■ **Deine Aufgabe**
Stelle die Zeilen des Materials unten als JSON-Liste von Zeichenketten dar, eine Zeichenkette pro Zeile und ohne Leerzeilen. Beginne bei der Zeile mit „the hangar roof“, höre nach der Zeile mit „x=810, y=461“ auf und lass die Bilder weg.
══ Datensammlung
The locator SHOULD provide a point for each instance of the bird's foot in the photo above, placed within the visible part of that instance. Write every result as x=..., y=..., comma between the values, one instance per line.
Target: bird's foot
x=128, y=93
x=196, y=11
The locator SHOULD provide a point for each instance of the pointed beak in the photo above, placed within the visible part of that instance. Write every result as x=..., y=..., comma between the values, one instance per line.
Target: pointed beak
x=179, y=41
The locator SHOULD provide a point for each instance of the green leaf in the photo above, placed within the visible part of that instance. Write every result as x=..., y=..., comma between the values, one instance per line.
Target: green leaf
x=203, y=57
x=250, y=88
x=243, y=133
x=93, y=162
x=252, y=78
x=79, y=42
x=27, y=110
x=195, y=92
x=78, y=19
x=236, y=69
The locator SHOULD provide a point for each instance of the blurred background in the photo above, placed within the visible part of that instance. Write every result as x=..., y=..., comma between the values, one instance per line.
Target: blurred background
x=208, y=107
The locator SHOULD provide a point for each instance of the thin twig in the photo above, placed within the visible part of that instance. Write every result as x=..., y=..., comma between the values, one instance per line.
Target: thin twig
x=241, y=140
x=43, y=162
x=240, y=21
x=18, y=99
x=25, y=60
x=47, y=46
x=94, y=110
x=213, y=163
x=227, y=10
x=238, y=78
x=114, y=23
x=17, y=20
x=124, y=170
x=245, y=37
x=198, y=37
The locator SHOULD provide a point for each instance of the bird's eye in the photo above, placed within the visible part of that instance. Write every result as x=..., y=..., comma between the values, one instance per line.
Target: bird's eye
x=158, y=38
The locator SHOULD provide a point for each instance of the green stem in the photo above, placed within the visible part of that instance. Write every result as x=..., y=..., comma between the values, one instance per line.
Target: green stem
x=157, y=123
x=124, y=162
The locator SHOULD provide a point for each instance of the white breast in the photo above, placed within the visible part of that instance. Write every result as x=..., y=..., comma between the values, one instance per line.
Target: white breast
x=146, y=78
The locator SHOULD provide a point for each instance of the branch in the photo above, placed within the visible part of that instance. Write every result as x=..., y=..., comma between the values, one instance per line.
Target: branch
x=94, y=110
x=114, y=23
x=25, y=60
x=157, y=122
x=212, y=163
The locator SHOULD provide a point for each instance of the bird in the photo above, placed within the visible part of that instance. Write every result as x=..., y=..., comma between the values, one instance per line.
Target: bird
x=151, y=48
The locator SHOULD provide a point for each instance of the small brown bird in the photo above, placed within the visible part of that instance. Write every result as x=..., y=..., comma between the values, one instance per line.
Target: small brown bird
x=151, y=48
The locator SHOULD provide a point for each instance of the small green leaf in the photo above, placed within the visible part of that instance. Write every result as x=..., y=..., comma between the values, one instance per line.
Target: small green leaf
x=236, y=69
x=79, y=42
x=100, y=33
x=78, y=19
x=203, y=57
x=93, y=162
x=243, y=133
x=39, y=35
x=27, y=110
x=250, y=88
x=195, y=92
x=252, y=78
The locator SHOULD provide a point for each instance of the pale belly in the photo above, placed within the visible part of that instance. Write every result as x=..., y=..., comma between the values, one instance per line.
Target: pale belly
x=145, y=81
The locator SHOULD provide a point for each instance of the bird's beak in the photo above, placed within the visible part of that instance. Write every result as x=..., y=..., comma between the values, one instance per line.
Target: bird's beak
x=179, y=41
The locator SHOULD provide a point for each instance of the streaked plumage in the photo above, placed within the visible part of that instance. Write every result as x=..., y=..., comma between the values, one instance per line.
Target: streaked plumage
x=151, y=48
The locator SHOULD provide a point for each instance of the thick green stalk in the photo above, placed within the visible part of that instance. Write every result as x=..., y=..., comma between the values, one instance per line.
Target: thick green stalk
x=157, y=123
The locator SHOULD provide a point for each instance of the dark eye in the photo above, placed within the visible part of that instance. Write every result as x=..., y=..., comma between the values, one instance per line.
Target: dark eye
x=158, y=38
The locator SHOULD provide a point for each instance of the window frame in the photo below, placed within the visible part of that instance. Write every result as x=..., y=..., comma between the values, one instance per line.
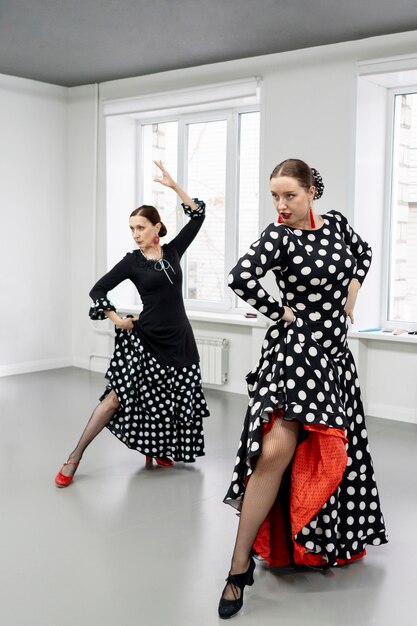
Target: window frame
x=232, y=114
x=388, y=227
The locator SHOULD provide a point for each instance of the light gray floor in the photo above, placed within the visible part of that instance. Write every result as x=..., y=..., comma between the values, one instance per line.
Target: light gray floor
x=123, y=546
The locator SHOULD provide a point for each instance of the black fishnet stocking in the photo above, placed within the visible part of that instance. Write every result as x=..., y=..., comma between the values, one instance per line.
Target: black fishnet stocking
x=278, y=448
x=100, y=417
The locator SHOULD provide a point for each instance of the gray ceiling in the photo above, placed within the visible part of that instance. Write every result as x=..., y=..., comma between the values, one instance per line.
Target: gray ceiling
x=75, y=42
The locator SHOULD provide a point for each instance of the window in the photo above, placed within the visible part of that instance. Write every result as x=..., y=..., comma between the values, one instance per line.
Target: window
x=402, y=289
x=386, y=189
x=210, y=143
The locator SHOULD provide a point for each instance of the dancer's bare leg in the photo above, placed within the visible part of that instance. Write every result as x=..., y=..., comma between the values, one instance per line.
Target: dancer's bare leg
x=100, y=417
x=278, y=448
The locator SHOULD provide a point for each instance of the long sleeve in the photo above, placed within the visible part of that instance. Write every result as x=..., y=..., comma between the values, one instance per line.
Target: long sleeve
x=265, y=254
x=109, y=281
x=360, y=249
x=190, y=230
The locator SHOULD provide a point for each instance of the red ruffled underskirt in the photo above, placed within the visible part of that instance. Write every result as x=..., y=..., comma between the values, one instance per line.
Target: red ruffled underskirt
x=316, y=471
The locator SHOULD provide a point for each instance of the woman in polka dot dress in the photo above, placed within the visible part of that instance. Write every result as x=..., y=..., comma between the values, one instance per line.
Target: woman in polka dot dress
x=154, y=401
x=303, y=478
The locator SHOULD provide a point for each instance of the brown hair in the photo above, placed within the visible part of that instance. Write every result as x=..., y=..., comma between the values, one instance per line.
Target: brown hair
x=151, y=214
x=306, y=176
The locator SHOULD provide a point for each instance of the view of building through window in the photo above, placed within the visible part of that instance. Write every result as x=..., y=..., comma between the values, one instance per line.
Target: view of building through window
x=403, y=263
x=206, y=170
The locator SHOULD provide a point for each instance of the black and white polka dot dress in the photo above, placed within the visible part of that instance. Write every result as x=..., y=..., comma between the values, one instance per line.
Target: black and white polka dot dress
x=154, y=369
x=307, y=373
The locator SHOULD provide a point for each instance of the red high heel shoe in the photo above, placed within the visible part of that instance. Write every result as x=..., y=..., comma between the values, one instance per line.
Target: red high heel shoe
x=162, y=462
x=63, y=481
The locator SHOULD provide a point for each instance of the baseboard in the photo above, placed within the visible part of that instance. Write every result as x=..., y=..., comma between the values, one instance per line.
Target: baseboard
x=34, y=366
x=97, y=363
x=398, y=414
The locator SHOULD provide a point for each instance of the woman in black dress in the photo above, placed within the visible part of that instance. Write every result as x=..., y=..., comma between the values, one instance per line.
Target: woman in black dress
x=303, y=478
x=154, y=401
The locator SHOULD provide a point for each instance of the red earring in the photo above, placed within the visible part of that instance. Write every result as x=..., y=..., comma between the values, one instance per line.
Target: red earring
x=312, y=220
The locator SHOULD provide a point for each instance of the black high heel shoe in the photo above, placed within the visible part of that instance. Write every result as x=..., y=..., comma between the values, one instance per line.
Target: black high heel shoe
x=228, y=608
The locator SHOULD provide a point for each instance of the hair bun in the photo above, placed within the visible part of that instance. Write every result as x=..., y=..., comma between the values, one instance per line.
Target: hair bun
x=318, y=183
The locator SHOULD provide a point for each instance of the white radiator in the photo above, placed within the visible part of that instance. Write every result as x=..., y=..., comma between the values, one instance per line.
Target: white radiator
x=214, y=359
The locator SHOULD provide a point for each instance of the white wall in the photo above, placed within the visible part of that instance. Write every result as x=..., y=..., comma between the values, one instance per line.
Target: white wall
x=49, y=170
x=308, y=110
x=35, y=277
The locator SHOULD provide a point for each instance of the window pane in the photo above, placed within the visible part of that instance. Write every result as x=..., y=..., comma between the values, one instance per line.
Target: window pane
x=207, y=180
x=160, y=142
x=403, y=266
x=248, y=195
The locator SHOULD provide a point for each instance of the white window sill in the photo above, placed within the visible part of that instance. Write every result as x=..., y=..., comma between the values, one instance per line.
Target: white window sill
x=379, y=335
x=213, y=317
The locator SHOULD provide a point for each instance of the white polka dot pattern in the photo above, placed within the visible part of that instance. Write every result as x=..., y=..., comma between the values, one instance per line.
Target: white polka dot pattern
x=306, y=368
x=161, y=406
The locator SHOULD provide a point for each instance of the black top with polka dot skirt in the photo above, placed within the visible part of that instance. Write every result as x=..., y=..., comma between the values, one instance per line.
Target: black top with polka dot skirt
x=307, y=373
x=154, y=369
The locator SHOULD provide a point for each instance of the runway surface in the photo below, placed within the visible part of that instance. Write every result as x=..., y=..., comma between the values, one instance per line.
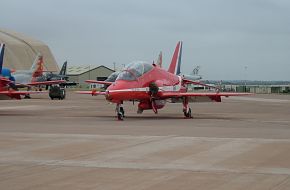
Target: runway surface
x=241, y=143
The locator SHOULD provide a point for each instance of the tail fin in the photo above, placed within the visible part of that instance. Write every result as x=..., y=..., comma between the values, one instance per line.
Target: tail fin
x=37, y=67
x=159, y=60
x=63, y=69
x=2, y=47
x=174, y=67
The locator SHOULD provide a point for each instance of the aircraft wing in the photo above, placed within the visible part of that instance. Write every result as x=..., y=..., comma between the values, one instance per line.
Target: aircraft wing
x=93, y=92
x=216, y=96
x=186, y=81
x=4, y=80
x=99, y=82
x=14, y=92
x=46, y=83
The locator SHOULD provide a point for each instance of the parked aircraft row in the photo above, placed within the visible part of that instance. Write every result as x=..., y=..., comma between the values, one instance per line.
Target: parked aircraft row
x=12, y=81
x=152, y=86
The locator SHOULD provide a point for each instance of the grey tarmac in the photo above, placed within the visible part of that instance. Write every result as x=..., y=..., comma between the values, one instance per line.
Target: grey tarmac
x=77, y=143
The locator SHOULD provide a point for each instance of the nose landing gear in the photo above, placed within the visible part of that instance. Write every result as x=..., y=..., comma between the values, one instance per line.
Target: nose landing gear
x=186, y=108
x=120, y=112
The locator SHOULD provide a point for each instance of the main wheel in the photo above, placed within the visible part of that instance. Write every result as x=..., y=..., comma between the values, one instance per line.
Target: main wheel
x=120, y=117
x=122, y=111
x=187, y=114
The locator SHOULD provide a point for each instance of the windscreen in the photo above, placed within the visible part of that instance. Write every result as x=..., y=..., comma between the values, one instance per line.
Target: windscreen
x=134, y=70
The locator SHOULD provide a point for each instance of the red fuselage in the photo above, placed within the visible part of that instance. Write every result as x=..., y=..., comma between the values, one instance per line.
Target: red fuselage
x=139, y=89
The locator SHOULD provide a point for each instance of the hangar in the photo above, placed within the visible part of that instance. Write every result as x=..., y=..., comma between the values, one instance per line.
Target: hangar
x=79, y=74
x=21, y=51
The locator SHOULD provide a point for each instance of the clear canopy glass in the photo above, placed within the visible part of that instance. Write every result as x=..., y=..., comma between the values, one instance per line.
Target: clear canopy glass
x=134, y=70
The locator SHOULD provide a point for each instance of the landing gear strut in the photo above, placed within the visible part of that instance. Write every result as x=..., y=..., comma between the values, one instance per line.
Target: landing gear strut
x=120, y=112
x=186, y=108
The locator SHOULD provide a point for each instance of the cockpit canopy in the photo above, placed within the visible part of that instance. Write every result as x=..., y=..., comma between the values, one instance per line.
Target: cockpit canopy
x=134, y=70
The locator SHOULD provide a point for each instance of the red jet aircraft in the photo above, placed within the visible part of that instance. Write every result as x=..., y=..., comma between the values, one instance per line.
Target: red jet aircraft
x=5, y=84
x=153, y=86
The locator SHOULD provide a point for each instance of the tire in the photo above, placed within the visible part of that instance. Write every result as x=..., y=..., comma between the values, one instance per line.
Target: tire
x=122, y=111
x=120, y=117
x=188, y=114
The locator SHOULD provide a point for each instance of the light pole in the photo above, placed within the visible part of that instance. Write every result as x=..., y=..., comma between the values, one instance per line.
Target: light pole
x=114, y=66
x=246, y=78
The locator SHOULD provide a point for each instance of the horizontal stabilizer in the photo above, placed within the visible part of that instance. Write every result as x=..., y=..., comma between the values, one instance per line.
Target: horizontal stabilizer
x=99, y=82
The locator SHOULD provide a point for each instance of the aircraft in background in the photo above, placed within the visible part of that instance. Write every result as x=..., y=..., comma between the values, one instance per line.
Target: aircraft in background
x=7, y=83
x=50, y=76
x=28, y=78
x=153, y=86
x=193, y=75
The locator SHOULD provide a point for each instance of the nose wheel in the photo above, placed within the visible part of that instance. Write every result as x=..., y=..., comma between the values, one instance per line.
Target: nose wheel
x=120, y=112
x=187, y=113
x=186, y=108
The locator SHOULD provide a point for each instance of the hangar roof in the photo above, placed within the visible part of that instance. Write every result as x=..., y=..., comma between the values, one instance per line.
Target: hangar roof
x=78, y=70
x=20, y=51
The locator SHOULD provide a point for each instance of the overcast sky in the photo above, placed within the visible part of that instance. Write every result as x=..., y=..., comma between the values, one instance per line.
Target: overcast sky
x=222, y=36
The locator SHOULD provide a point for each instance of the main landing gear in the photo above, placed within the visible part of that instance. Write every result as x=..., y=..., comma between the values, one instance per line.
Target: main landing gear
x=120, y=112
x=186, y=108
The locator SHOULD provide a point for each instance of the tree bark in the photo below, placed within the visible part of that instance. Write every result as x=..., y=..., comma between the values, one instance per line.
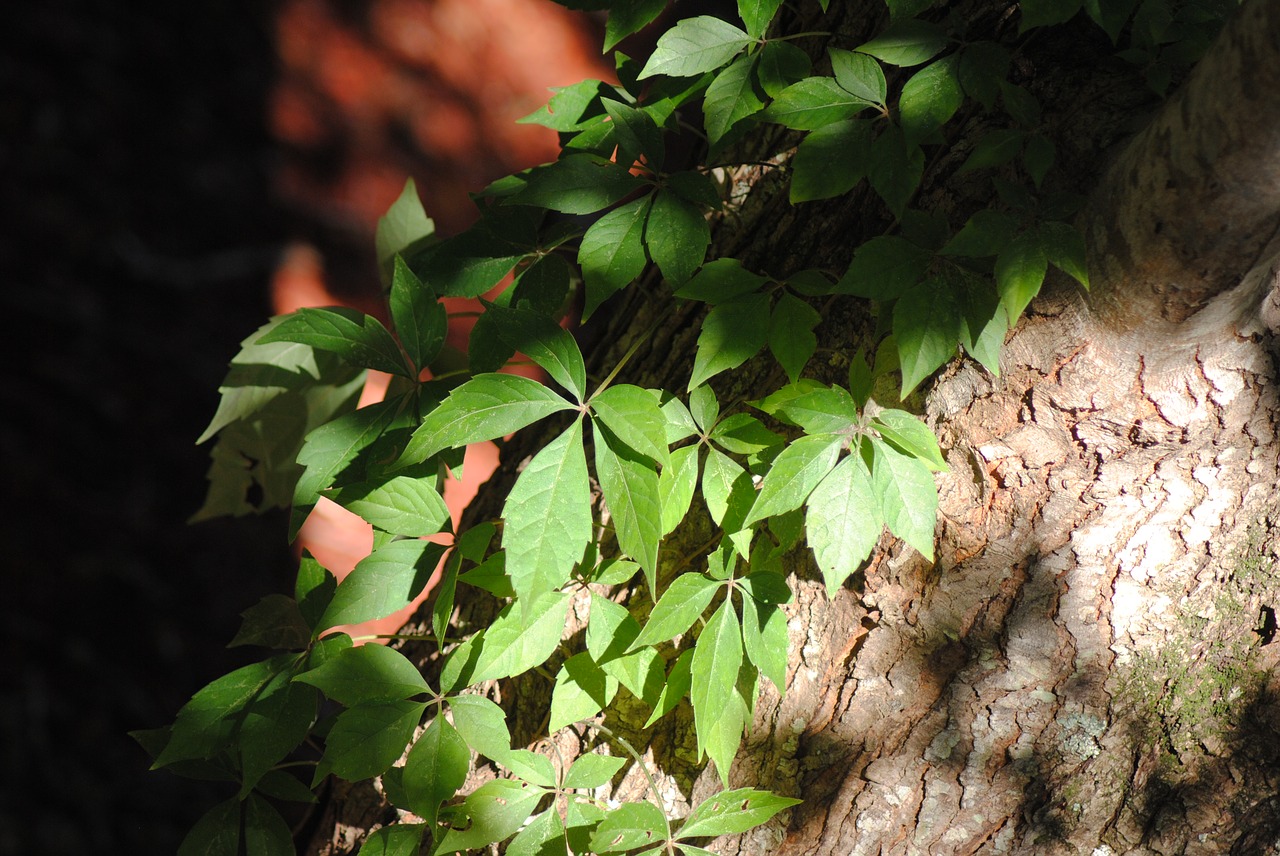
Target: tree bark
x=1089, y=664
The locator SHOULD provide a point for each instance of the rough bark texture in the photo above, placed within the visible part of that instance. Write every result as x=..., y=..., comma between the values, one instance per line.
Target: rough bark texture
x=1089, y=664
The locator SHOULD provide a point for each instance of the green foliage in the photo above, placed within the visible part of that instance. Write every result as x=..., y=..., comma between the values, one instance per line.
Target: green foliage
x=810, y=461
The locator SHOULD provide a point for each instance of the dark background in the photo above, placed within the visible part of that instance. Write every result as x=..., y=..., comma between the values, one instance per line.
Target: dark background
x=137, y=239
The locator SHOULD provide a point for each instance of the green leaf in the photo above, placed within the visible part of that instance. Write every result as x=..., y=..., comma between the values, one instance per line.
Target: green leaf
x=909, y=502
x=813, y=103
x=548, y=517
x=676, y=236
x=593, y=770
x=483, y=408
x=366, y=673
x=216, y=833
x=581, y=691
x=402, y=506
x=612, y=252
x=387, y=580
x=634, y=416
x=497, y=809
x=842, y=522
x=1064, y=248
x=273, y=622
x=516, y=642
x=721, y=280
x=566, y=106
x=481, y=723
x=265, y=831
x=859, y=74
x=927, y=328
x=626, y=18
x=435, y=768
x=366, y=740
x=1046, y=13
x=630, y=486
x=732, y=96
x=831, y=160
x=895, y=169
x=544, y=342
x=764, y=637
x=676, y=486
x=717, y=657
x=732, y=811
x=630, y=825
x=636, y=133
x=780, y=65
x=791, y=337
x=403, y=228
x=677, y=609
x=757, y=14
x=577, y=183
x=908, y=434
x=906, y=42
x=694, y=46
x=420, y=320
x=397, y=840
x=732, y=333
x=1019, y=273
x=679, y=682
x=795, y=472
x=929, y=99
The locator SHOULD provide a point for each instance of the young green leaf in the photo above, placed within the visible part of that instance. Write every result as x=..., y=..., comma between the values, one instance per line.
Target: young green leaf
x=435, y=768
x=732, y=96
x=676, y=236
x=721, y=280
x=496, y=810
x=694, y=46
x=791, y=337
x=630, y=486
x=366, y=673
x=909, y=500
x=906, y=42
x=366, y=740
x=544, y=342
x=357, y=338
x=387, y=580
x=577, y=183
x=813, y=103
x=908, y=434
x=831, y=160
x=483, y=408
x=757, y=14
x=676, y=486
x=402, y=229
x=548, y=516
x=402, y=506
x=630, y=825
x=794, y=475
x=859, y=74
x=1019, y=273
x=929, y=99
x=732, y=811
x=677, y=609
x=634, y=416
x=732, y=333
x=612, y=251
x=581, y=691
x=927, y=328
x=717, y=658
x=842, y=522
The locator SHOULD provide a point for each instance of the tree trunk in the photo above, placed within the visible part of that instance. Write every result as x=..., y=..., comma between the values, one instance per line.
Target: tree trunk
x=1088, y=665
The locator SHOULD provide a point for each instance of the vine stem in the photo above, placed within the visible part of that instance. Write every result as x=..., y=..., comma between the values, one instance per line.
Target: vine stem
x=653, y=786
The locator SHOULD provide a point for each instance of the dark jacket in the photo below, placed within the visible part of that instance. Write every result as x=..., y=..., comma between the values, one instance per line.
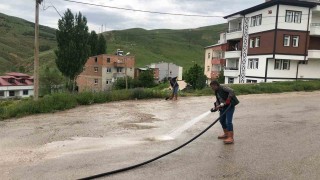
════
■ **Schriftliche Antwort**
[
  "The locator SHOULD provide a point for each instance of the hangar roof in the photo above, placed within the visible part of that instance. Write every result as x=..., y=..., comma between the values, one instance per line.",
  "Target: hangar roof",
  "x=78, y=70",
  "x=20, y=51",
  "The locator SHOULD provide a point for each instance of the overcast sky in the photo above, placed within the visible part of that instance. Write every result as x=..., y=..., comma between the values, one instance per line.",
  "Target: overcast sky",
  "x=222, y=36",
  "The locator SHOULD provide a point for each instance of the main landing gear in the photo above, placed within the visible part of that instance. Write every result as x=..., y=..., comma between the values, one instance per line.",
  "Target: main landing gear",
  "x=120, y=112",
  "x=186, y=108",
  "The locator SHOULD provide a point for each instance of the tree bark in the photo below, placed within the visible part of that instance. Write every result as x=..., y=..., comma between the values, one instance per line.",
  "Target: tree bark",
  "x=1089, y=664",
  "The locator SHOULD provide a point for each instance of the rough bark texture in the photo above, placed within the visible part of that instance. Write every result as x=..., y=..., comma between the values, one instance per line.",
  "Target: rough bark texture",
  "x=1089, y=664",
  "The locator SHOULD provide a point for each instance of the green foliage in the photo above, placed within the visible part of that instance. Write every result as x=..., y=..., comma between the values, one instance per line.",
  "Target: green foliage",
  "x=810, y=461"
]